Please give, exactly as they appear below, the line with "mark every grassy" and every line after it through the final one, and nothing else.

Source data
»»
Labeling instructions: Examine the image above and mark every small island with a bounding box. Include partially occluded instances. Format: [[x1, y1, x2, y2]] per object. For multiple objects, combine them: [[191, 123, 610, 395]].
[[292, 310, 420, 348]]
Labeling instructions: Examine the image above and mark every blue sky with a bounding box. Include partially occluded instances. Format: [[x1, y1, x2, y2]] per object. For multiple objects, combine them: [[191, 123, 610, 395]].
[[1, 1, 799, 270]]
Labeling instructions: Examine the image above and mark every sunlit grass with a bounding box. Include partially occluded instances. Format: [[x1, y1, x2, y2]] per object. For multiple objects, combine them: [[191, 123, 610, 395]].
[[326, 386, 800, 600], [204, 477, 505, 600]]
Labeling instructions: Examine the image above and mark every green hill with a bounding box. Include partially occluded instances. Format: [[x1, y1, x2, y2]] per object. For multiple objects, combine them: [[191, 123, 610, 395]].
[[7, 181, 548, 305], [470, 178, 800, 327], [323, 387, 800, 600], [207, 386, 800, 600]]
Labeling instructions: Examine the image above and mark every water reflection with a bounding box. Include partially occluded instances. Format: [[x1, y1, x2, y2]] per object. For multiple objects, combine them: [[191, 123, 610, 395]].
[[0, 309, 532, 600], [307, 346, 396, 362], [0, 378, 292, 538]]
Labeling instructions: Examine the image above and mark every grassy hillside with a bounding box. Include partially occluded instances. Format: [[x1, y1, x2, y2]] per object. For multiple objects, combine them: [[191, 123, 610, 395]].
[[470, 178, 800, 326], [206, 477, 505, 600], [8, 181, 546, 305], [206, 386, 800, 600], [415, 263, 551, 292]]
««
▸ Result for this task
Labeling instructions: Examine the image above and mark every grassy hillside with a bounding box. Include partially occluded instances. Format: [[x1, y1, x2, y2]] per object. For multiple objects, combine them: [[191, 123, 610, 395]].
[[470, 178, 800, 326], [206, 477, 505, 600], [8, 181, 546, 305], [206, 386, 800, 600], [415, 263, 551, 292]]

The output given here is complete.